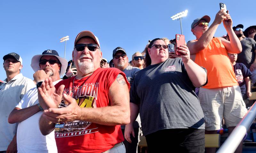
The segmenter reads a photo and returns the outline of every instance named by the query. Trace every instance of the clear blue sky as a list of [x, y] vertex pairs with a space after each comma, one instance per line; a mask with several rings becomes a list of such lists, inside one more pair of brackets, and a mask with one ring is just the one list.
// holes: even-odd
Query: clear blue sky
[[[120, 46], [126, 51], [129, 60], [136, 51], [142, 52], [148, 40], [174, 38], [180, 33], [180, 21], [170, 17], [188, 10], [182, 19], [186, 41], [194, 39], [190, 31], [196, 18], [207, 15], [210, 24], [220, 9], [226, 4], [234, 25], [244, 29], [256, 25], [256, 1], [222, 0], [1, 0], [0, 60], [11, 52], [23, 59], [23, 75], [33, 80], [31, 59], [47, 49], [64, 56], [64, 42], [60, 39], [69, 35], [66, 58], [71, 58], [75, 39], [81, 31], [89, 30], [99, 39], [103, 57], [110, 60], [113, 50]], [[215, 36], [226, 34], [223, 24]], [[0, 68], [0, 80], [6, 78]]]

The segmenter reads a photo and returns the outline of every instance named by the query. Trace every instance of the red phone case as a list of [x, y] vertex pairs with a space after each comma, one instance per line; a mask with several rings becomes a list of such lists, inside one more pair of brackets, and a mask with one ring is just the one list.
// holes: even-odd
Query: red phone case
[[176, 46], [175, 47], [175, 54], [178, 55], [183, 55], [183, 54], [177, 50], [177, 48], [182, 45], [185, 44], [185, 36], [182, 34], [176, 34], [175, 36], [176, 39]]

====

● **SET PROBLEM**
Change "photo" to "image" in the stretch from the line containing "the red phone" through the end of the rows, leaving everything else the same. Give only that stretch.

● **ANSWER TO THE PROBLEM**
The segmenter reads a image and returns the outline of every instance named by the query. Trace every instance of the red phone case as a list of [x, y] vertex pairs with a space after each comma, one instance per line; a mask with several rings becomes a list of such lists, inside one more pair of brackets, and a mask with one ring is just the one list.
// holes: even-odd
Query: red phone case
[[176, 46], [175, 47], [175, 54], [178, 55], [183, 55], [183, 54], [177, 50], [177, 48], [182, 45], [185, 44], [185, 36], [182, 34], [176, 34], [175, 36], [176, 39]]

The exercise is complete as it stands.